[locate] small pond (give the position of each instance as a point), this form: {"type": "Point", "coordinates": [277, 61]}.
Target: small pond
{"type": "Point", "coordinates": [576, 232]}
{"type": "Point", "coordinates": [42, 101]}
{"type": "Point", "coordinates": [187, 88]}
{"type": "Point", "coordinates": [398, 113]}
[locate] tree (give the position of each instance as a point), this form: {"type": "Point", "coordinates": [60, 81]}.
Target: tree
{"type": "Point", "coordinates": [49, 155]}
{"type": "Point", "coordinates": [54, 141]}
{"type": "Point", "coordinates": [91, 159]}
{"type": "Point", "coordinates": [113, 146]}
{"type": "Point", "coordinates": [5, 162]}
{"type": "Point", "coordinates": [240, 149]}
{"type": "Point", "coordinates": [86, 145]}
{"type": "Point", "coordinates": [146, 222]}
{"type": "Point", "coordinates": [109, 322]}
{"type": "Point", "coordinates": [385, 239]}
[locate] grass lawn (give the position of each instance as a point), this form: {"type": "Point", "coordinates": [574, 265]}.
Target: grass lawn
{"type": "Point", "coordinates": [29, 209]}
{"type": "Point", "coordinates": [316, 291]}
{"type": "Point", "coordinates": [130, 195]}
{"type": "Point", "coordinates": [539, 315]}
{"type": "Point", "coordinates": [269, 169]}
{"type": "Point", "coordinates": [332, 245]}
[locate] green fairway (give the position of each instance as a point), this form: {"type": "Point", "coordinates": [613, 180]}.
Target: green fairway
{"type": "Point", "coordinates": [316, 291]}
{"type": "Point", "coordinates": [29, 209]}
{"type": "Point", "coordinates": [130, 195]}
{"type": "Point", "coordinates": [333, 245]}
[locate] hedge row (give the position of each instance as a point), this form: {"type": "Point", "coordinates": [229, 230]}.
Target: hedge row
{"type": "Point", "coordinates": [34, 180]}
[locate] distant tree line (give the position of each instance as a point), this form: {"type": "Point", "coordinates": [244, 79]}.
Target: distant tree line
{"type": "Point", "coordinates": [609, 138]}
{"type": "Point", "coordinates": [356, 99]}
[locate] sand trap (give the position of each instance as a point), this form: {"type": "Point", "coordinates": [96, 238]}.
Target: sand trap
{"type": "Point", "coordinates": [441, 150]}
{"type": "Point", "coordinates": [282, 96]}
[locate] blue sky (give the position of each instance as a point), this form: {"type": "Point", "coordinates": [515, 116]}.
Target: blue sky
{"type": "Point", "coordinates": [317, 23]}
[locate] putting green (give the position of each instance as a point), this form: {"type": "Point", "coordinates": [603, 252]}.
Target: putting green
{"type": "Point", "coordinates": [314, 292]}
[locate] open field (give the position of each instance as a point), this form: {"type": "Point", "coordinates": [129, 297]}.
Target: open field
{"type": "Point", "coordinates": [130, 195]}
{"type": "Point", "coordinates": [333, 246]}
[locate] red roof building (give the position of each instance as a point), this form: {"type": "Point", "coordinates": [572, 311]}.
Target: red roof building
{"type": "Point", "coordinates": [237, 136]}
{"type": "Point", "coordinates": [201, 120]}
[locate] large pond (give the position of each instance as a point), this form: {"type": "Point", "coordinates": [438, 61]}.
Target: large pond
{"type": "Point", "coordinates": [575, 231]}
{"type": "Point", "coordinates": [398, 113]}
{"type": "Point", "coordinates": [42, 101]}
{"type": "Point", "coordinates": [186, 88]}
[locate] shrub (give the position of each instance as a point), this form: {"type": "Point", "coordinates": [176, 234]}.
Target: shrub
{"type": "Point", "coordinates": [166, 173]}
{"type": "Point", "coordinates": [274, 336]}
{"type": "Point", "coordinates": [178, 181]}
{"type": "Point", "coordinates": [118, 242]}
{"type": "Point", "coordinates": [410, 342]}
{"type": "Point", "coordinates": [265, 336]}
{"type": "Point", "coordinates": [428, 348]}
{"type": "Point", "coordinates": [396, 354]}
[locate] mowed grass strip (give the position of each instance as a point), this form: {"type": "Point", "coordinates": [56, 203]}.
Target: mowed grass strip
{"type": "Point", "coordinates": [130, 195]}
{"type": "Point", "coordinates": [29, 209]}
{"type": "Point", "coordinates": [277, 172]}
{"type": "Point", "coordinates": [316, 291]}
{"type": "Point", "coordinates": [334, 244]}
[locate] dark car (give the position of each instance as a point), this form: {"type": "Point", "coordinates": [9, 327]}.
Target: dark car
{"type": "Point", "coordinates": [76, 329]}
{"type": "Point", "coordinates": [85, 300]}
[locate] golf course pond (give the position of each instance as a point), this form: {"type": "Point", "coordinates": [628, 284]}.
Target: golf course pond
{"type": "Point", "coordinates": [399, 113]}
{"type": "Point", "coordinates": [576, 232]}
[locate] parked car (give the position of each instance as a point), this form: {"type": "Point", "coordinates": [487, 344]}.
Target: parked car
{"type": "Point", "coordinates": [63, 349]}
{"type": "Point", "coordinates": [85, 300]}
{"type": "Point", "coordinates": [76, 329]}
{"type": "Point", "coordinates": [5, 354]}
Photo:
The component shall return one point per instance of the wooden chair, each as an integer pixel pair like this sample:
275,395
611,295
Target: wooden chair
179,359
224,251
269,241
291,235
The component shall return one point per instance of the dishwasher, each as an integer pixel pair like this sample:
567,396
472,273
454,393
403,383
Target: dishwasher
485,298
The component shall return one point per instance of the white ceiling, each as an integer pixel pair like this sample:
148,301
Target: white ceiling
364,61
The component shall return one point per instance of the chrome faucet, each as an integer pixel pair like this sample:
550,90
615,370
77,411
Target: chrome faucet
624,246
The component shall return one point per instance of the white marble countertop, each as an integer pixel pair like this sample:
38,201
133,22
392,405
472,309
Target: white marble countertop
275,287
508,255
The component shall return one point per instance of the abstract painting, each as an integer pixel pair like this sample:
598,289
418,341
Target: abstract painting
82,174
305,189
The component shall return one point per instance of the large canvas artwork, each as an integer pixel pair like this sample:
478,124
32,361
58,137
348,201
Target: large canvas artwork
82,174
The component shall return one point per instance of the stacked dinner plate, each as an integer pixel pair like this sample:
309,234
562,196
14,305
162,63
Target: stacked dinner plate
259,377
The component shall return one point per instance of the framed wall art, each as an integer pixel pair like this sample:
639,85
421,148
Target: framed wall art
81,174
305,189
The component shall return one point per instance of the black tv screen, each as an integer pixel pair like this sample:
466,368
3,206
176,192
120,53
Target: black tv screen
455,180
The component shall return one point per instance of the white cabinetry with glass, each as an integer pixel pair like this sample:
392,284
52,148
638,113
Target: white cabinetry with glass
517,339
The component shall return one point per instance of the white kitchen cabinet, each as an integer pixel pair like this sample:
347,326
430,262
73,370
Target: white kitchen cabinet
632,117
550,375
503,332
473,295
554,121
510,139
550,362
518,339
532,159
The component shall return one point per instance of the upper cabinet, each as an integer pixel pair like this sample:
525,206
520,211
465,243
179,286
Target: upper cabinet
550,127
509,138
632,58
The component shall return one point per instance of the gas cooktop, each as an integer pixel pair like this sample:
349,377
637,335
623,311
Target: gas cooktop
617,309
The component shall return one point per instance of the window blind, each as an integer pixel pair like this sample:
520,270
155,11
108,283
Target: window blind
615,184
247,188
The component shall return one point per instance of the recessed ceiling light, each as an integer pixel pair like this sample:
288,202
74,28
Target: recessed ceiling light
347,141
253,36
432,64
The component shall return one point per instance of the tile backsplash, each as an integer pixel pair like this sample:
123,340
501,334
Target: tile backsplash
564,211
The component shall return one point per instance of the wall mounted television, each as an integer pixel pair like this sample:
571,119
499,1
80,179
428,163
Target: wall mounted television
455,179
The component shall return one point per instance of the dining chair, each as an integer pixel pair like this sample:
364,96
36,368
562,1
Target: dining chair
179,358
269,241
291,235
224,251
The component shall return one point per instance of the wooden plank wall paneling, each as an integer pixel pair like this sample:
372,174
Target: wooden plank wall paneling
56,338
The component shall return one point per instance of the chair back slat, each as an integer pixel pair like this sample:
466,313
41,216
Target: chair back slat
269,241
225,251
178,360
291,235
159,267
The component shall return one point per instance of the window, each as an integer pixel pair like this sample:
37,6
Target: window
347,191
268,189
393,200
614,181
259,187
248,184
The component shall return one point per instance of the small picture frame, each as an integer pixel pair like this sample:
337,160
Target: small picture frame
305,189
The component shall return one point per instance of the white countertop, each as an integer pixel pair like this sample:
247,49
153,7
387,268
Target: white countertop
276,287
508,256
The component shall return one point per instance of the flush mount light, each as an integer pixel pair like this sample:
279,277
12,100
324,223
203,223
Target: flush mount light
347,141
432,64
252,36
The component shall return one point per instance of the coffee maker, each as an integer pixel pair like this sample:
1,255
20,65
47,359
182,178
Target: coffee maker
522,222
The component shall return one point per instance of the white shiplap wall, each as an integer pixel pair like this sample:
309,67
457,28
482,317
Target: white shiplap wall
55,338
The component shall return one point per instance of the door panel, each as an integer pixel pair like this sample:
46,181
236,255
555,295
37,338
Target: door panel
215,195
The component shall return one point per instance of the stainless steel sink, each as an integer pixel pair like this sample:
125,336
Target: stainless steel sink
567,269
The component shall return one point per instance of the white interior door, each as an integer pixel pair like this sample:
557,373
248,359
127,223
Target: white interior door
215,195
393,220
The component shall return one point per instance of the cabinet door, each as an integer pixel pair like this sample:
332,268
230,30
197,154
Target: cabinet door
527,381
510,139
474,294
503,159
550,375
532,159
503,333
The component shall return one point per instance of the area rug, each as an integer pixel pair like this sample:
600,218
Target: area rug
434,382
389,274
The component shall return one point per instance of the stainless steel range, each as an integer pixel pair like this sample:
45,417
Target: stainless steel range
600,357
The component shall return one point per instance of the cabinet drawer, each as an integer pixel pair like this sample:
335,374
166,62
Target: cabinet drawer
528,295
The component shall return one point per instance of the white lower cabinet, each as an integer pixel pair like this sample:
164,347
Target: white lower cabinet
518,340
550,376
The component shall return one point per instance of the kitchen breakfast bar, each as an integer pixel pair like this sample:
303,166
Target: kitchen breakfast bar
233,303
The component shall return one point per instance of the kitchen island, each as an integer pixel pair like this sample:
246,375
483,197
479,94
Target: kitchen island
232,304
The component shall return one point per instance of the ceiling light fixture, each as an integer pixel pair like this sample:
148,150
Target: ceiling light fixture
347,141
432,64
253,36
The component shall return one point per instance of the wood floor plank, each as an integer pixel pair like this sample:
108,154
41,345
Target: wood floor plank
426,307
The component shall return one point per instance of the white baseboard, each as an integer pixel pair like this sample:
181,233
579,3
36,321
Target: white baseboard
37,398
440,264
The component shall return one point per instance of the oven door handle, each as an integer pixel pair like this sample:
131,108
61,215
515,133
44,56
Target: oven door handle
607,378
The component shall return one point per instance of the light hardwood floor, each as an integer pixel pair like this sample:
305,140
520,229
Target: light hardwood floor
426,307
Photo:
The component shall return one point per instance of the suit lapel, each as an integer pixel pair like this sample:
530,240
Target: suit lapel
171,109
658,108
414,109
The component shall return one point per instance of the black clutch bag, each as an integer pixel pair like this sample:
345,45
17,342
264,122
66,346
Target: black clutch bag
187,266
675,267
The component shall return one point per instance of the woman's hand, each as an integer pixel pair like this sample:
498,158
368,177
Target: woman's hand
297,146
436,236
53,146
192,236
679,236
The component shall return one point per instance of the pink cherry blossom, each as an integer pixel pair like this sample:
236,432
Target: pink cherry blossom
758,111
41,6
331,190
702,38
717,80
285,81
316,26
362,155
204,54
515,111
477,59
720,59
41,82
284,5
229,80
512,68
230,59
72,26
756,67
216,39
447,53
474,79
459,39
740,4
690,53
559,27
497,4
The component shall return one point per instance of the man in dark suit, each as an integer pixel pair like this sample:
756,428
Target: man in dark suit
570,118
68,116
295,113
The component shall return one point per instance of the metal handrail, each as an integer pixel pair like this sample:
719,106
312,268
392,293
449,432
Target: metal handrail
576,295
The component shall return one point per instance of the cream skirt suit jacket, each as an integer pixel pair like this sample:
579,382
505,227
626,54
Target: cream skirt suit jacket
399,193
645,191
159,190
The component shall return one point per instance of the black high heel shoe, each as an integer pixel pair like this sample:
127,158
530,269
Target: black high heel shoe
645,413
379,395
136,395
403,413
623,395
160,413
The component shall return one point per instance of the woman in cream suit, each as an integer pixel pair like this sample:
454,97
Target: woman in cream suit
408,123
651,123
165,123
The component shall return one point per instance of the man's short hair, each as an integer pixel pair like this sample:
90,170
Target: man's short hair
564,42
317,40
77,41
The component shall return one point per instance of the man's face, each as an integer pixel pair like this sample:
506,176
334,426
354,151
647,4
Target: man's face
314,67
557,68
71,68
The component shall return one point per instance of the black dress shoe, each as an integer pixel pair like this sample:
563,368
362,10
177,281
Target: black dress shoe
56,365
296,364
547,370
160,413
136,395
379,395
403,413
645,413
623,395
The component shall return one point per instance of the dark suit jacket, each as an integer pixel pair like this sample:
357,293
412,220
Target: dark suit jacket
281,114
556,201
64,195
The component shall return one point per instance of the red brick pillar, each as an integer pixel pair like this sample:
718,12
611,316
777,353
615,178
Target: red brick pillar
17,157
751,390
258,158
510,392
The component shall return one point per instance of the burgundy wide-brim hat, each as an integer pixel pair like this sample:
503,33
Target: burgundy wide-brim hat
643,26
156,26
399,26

####################

DIRECTIONS: Repeat exactly the lines that run from the opening of the listing through the line holding "[locate] sand trap". Leave out everything else.

RESPONSE:
[locate] small pond (give the position of each instance as a point), this form: {"type": "Point", "coordinates": [277, 61]}.
Target: small pond
{"type": "Point", "coordinates": [576, 232]}
{"type": "Point", "coordinates": [42, 101]}
{"type": "Point", "coordinates": [187, 88]}
{"type": "Point", "coordinates": [398, 113]}
[locate] tree (give the position of each instance as a point), this form: {"type": "Point", "coordinates": [60, 81]}.
Target: tree
{"type": "Point", "coordinates": [49, 155]}
{"type": "Point", "coordinates": [54, 141]}
{"type": "Point", "coordinates": [91, 159]}
{"type": "Point", "coordinates": [113, 146]}
{"type": "Point", "coordinates": [5, 162]}
{"type": "Point", "coordinates": [240, 149]}
{"type": "Point", "coordinates": [86, 145]}
{"type": "Point", "coordinates": [146, 222]}
{"type": "Point", "coordinates": [109, 322]}
{"type": "Point", "coordinates": [385, 239]}
[locate] grass lawn (give the position of each instance as a point), this form: {"type": "Point", "coordinates": [574, 265]}.
Target: grass lawn
{"type": "Point", "coordinates": [29, 209]}
{"type": "Point", "coordinates": [316, 291]}
{"type": "Point", "coordinates": [130, 195]}
{"type": "Point", "coordinates": [539, 315]}
{"type": "Point", "coordinates": [269, 169]}
{"type": "Point", "coordinates": [332, 245]}
[locate] green fairway (give the position of each instance as a point), this form: {"type": "Point", "coordinates": [613, 180]}.
Target: green fairway
{"type": "Point", "coordinates": [316, 291]}
{"type": "Point", "coordinates": [29, 209]}
{"type": "Point", "coordinates": [130, 195]}
{"type": "Point", "coordinates": [333, 245]}
[locate] hedge row (give the position of each instance as a point), this form: {"type": "Point", "coordinates": [229, 230]}.
Target: hedge row
{"type": "Point", "coordinates": [34, 180]}
[locate] distant tree line (give the position of each instance as a point), this form: {"type": "Point", "coordinates": [244, 79]}.
Target: distant tree line
{"type": "Point", "coordinates": [609, 138]}
{"type": "Point", "coordinates": [356, 99]}
[locate] sand trap (give the position of each instance as a point), this form: {"type": "Point", "coordinates": [96, 238]}.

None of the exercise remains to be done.